#### SELECTED TEXT
Friday, May 6, 2011

Can you hear us pumping on your stereo? (Supergrass)

This is my 100th post on this blog. That's fairly significant I think. 100 rants about music.

What should I do to celebrate? Maybe a list of 100 somethings? Mmm no - that might be a bit of a bridge too far.

Maybe I could do a greatest hits type post of my favourite posts so far. Mmmm no again - they're all there if you want to dip into my back pages.

Instead I'd like to return to the beginning of it all and that was a post on April 13 in 2009 - just over two years ago.

Here's what I wrote:

So we (Jacky me and Samantha) were sitting in our favourite lunch place - Lush in New Plymouth's centre city - and Samantha was asking about my blogging for family/friends and why I didn't put more music posts on it and I said because a lot of wozza's place people don't read that stuff so I was limiting that from now on and Jacky (God bless her) said, "Why don't you just do a music blog and..." (I had drifted off into a distant realm). I think I said in a dreamy far away voice, "Of course - a blog just for my rants on music. But where do I start". Samantha helpfully suggested I start from the beginning!


The beginning - The beginning for me is watching the Ed Sullivan Show on New Zealand TV in maybe 1965 or 1966 (whenever NZBC got around to showing it. I was about 8 or 9) and wozza's place readers will know what effect that had on me. No surprise then that this blog is named after Lennon's walrus sound. The hooks were sharp and deep!

Actually - that wasn't, strictly speaking, the real beginning, now I come to think of it.

The real start of my musical adventures would involve my parents and their love of piano jazz and swing music. I would hear their choices around the house and gaze at the covers of the albums they owned long before The Beatles crashed my consciousness.

These would include albums by Dave Brubeck, Oscar Peterson, Errol Garner, Duke Ellington, Jimmy Smith, Glenn Miller, Woody Herman, and Frank Sinatra (my mother's favourite).

I guess what I meant, in that first post, was that the first music that was mine was the Beatles on Ed Sullivan.

In that first post I also did my own responses to the regular 'All Back To Mine' quiz in Mojo magazine. Seems timely that I do an update.
What music are you currently grooving to?
I'm still constantly buying and listening to music - right now I'm listening to my latest purchases, all of which I've picked up cheaply in the local Al Ain supermarkets: The Crowded  House waifs and strays compilation Afterglow which is excellent - their cast offs are better than some band's whole careers; A compilation entitled Saturday Night Divas (Tina Turner's Steamy Windows and Lene Marlin are on there so it's pretty fine); another compilation called Metal For The Masses (Lacuna Coil, Strapping Young Lad keep Deep Purple and Scorpions company); and a Supergrass compilation of hits - Supergrass is 10. I love their chirpy Britpop fun songs.
What, if push came to shove, is your all-time favourite album?
In all my various best of lists two albums have always vied for best ever - The Beatles white album (really called 'the Beatles'), and John Lennon's 1970 solo album - 'John Lennon/Plastic Ono Band'. The shock of the invention and honesty in each makes them my favs by some distance.


What was the first record you ever bought? And where did you buy it?
I've an unreliable memory on this. I've always thought it was The Hollies single 'Hey Willie' that I bought from the record bar in 246 (a large mall in Queen St, Auckland). However this was in 1971 and I'd already got some albums before that for Christmas 1970 The Beatles 'Hey Jude' - from a record shop in Otahuhu and I also had a clutch of albums including a best of The Cowsills, a Monkees album and a Hollies album around this same time.

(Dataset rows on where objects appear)

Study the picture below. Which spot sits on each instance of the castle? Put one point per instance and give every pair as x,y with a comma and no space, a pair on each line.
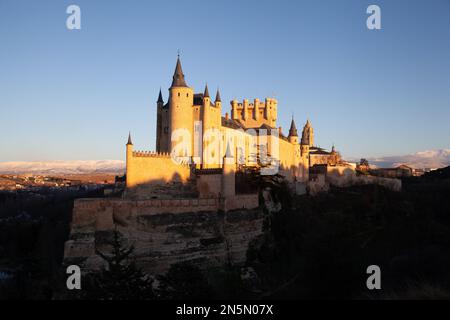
185,201
192,133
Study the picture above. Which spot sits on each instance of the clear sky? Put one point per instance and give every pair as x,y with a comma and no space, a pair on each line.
75,94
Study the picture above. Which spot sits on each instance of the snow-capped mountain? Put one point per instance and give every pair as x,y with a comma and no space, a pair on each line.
63,167
423,159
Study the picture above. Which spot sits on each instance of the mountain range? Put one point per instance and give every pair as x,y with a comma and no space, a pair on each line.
424,159
63,167
432,159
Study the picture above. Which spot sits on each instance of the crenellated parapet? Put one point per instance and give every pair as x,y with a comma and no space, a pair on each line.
256,113
153,154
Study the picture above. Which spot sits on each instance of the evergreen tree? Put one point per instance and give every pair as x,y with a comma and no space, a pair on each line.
121,279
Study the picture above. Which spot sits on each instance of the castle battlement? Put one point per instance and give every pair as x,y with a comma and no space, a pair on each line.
256,113
153,154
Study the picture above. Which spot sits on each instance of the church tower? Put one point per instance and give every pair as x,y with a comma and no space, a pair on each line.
181,119
293,135
159,125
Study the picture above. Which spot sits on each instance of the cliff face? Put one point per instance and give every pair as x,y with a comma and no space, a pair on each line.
163,232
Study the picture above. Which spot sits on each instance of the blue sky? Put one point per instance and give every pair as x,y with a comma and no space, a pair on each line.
69,95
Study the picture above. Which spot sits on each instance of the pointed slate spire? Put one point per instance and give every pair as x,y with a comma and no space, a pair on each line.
129,139
206,94
218,96
228,153
160,99
293,129
178,76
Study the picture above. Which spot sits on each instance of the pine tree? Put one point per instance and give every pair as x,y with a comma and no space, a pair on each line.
121,279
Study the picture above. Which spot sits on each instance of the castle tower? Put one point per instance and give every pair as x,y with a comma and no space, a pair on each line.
234,112
181,117
309,131
129,156
293,135
218,101
256,109
159,126
228,174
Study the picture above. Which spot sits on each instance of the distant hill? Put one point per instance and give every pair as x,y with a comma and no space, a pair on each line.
424,159
443,173
63,167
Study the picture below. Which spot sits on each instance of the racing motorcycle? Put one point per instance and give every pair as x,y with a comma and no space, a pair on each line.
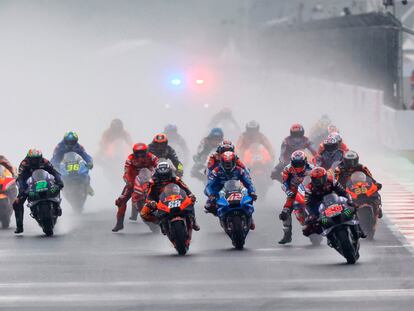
301,213
44,200
259,161
75,175
139,196
364,193
174,211
8,193
340,226
235,210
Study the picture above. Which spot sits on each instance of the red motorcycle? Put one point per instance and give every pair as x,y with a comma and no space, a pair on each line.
8,193
174,209
364,193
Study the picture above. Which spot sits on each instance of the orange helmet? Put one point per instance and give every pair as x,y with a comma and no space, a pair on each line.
319,176
140,150
297,130
160,138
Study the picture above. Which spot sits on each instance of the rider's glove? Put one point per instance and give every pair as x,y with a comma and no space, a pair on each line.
284,214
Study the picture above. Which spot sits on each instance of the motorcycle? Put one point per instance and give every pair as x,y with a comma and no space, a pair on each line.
139,196
174,210
75,175
340,226
8,193
364,194
301,213
235,210
44,200
259,161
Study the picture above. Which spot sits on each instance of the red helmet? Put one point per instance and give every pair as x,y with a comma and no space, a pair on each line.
228,161
225,145
332,129
140,150
298,160
297,130
330,143
319,176
160,138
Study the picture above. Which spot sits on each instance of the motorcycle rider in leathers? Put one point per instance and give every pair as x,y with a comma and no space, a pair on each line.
215,158
162,150
349,165
295,141
139,159
34,160
227,170
207,145
292,176
7,165
163,176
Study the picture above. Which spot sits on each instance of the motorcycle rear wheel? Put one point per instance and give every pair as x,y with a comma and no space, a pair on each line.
179,233
348,250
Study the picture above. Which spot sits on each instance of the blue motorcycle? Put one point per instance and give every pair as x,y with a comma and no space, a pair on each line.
235,210
75,175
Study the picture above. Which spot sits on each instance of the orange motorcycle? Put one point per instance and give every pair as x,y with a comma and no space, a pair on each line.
8,193
364,193
174,211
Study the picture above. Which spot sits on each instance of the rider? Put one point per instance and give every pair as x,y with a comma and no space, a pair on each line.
321,184
227,170
214,159
251,136
342,146
207,145
7,165
295,141
139,159
175,139
115,131
70,144
292,176
320,130
330,154
163,176
162,150
34,160
348,166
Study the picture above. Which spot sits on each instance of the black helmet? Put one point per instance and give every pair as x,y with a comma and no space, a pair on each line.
164,171
351,159
252,127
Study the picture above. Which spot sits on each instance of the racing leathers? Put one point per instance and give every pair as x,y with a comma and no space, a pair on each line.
343,174
133,165
291,179
156,188
207,145
62,148
26,169
7,165
313,199
166,152
289,145
218,178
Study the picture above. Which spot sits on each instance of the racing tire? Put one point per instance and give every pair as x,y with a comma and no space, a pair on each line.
179,233
345,243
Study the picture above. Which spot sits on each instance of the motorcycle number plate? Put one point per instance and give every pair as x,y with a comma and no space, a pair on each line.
333,210
234,197
72,167
41,185
174,204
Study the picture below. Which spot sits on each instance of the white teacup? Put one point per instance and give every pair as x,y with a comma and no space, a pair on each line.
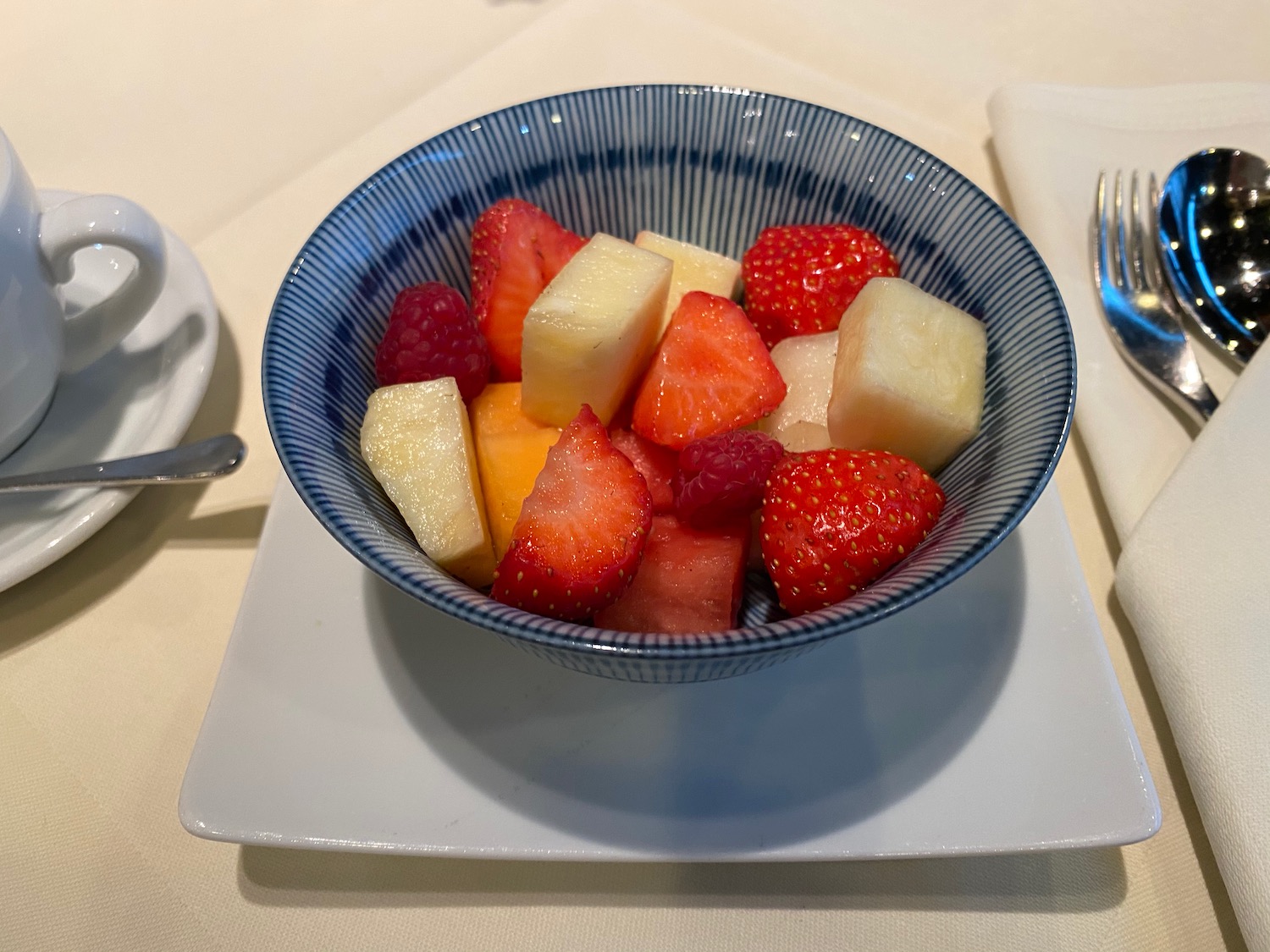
37,342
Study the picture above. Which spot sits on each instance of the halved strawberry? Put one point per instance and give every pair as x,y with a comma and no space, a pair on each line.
657,465
517,249
800,278
582,530
836,520
711,373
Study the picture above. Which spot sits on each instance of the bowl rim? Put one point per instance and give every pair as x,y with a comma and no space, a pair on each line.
589,641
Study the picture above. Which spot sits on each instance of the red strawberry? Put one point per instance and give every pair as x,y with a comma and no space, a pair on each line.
836,520
517,249
690,581
582,528
800,278
657,465
710,375
432,334
721,477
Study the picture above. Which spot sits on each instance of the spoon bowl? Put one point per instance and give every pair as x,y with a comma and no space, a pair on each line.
1214,235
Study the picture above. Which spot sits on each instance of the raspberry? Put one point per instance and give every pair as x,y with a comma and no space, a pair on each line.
723,476
432,334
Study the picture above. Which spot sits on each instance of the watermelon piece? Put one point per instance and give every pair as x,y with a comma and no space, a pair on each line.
690,581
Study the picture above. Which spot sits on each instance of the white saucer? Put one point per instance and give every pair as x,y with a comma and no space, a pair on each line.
985,720
137,399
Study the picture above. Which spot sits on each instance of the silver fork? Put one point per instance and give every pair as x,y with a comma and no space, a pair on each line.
1140,311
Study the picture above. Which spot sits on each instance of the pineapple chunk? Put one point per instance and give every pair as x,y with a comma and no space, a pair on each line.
695,269
418,443
908,376
591,333
800,423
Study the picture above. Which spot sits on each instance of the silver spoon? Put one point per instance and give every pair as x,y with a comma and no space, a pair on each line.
1214,233
188,464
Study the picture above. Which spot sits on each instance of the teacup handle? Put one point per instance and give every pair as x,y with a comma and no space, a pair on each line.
106,220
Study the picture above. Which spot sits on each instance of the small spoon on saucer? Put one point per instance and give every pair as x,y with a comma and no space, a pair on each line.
1214,234
193,462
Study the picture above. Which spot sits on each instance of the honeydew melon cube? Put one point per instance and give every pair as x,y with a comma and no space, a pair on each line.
417,441
800,423
908,375
695,269
591,333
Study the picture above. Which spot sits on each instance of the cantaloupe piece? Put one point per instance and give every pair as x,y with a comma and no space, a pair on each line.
805,362
908,376
695,269
589,335
511,449
417,441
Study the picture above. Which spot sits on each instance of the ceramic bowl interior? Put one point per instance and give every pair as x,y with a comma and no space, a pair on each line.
708,165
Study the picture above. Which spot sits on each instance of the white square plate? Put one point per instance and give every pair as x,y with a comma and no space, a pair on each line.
985,720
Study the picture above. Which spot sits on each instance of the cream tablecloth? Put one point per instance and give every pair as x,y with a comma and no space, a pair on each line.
239,124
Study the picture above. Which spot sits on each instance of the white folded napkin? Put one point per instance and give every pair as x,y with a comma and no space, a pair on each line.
1194,518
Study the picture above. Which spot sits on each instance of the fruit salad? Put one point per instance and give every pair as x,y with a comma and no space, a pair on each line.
616,431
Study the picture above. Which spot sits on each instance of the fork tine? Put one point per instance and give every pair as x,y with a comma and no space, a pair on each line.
1118,250
1152,271
1102,258
1138,243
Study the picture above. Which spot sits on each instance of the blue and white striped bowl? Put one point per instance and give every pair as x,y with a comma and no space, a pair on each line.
704,164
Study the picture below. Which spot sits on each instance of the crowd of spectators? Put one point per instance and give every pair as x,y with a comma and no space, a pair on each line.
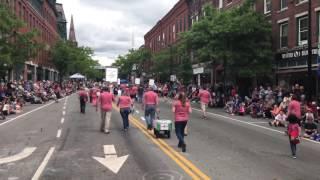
264,102
15,95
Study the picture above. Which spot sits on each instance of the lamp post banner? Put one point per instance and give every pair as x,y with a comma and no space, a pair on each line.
112,74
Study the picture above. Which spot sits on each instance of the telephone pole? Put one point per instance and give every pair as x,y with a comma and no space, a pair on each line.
309,86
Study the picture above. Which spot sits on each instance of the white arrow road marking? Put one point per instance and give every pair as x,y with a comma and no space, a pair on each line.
44,163
111,160
59,133
25,153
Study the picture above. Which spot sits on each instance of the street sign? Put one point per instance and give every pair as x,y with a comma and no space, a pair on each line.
151,82
173,78
111,159
137,81
198,70
112,74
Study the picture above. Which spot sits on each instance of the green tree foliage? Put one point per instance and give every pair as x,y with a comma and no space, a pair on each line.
16,46
70,59
240,35
133,58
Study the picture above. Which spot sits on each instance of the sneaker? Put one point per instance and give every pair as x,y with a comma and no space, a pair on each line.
184,147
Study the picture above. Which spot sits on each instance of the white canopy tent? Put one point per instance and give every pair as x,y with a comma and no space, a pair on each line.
77,76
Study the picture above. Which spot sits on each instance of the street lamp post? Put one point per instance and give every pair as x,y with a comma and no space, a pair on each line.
309,86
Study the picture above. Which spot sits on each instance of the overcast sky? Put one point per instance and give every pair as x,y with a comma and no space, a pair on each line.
108,26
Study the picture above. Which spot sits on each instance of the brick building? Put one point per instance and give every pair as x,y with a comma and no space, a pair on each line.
41,15
289,19
165,32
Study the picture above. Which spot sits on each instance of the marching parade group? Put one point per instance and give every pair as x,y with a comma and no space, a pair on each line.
103,96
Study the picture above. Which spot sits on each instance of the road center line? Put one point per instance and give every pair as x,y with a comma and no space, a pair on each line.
44,163
59,133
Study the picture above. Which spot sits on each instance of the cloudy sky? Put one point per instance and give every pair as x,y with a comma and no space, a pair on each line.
108,26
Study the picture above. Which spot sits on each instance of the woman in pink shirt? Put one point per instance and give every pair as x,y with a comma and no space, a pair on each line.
294,132
105,102
294,108
205,99
125,103
181,109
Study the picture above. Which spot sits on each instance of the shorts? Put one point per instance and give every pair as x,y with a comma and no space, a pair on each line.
204,106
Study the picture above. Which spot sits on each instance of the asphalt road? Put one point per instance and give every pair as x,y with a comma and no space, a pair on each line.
222,147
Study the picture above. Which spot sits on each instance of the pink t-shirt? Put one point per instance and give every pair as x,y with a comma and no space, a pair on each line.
150,98
293,130
134,90
181,112
106,100
83,94
295,109
204,96
125,102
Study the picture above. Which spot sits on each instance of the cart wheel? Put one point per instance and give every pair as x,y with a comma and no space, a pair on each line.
156,133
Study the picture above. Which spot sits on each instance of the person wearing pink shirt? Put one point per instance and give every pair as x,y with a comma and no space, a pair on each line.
125,103
83,96
105,101
205,99
181,109
294,108
150,102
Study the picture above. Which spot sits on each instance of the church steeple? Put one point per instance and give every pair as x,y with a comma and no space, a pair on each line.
72,33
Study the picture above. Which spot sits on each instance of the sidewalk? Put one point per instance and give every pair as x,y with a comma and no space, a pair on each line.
262,122
25,109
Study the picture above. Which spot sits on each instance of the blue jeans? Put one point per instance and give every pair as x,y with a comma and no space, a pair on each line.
124,112
179,127
150,114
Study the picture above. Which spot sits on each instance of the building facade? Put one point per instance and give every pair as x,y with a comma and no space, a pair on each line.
289,19
41,15
166,31
61,22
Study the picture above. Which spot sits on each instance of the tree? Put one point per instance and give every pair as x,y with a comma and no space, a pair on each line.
136,58
16,46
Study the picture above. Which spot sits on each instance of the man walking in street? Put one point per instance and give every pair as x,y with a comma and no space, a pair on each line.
205,98
105,101
150,102
83,96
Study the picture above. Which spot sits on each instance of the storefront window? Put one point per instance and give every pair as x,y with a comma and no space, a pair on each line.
267,6
283,4
284,35
303,30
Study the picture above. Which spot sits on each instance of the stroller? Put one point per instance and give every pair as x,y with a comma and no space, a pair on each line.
2,116
162,127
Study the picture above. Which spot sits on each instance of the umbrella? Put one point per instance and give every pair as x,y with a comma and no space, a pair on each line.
77,76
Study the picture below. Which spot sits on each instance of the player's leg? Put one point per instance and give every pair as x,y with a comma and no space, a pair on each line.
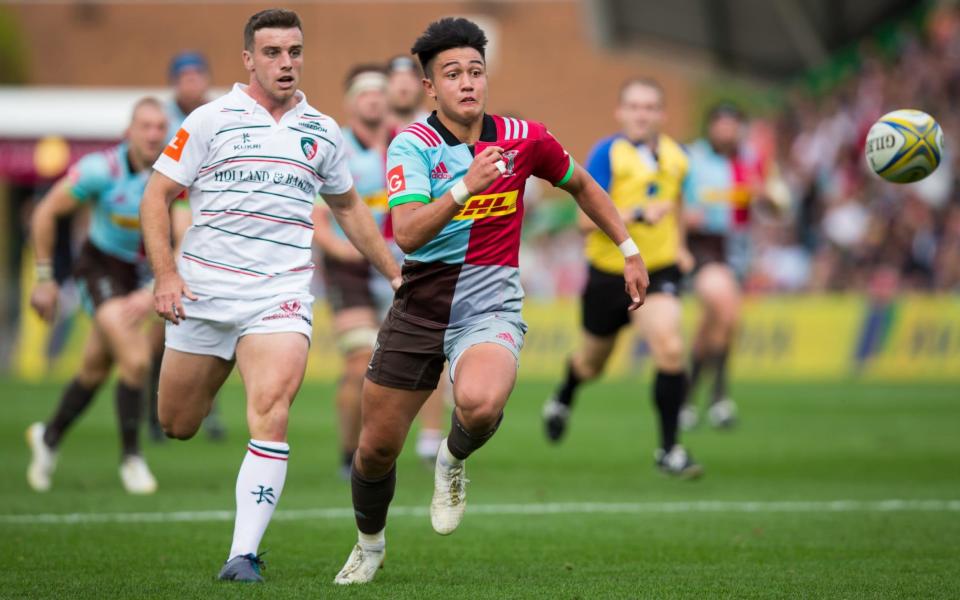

#### WHAT YOU WILL DO
A. Shorten the paragraph in the music blog post that begins "The real start of my musical adventures" and keep its main facts.
B. Write the next part of the music blog post, picking up after its last sentence.

#### WRITTEN RESPONSES
A. My musical start came from my parents' love of piano jazz and swing. I heard their records around the house and studied the album covers long before The Beatles arrived.

B.
Which musician, other than yourself, have you ever wanted to be?
The Mojo questions are often given to musicians of course and I'm not one. However for a while there after seeing Sonny Terry and Brownie McGhee in concert (I was about 10 feet away at Nambassa) I bought a blues harp and wailled along with Sonny - desperate to be as cool as he was.


What do you sing in the shower?
I wish I could sing, but a man's gotta know his limitations.


What is your favourite Saturday night song?
Let's have a Party by Billy Thorpe and the Aztecs is the finest thing to twitch around to that I know. Don't Let Go redone by Cold Chisel on their live album is also damn good.


And your Sunday morning record?
Currently it's a good time for some Jazz (Dexter Gordon), Buddha Lounge chill music or Rumer's excellent Seasons of My Soul album (makes me long to be in England too).

2 comments:

  1. This comment is from one of my whanau - my friend GK:

    ONE: Whenever I hear "The Ed Sullivan Show" something happens to me. I am transported back to the living room at Shackleton Road with the big Black and White TV. I've tried to explain Ed Sullivan et al to our kids but can't quite convey the essence of what he, and others like him, meant for the culture of that time.

    I want to say "Letterman," or "Leno" but it's not the same. I want to explain the idealism and simplicity that those days contained - I can't do it. Things were just different then.

    Our kids have memories and maybe for them they are as simple and uncluttered as ours are - but it's not the same.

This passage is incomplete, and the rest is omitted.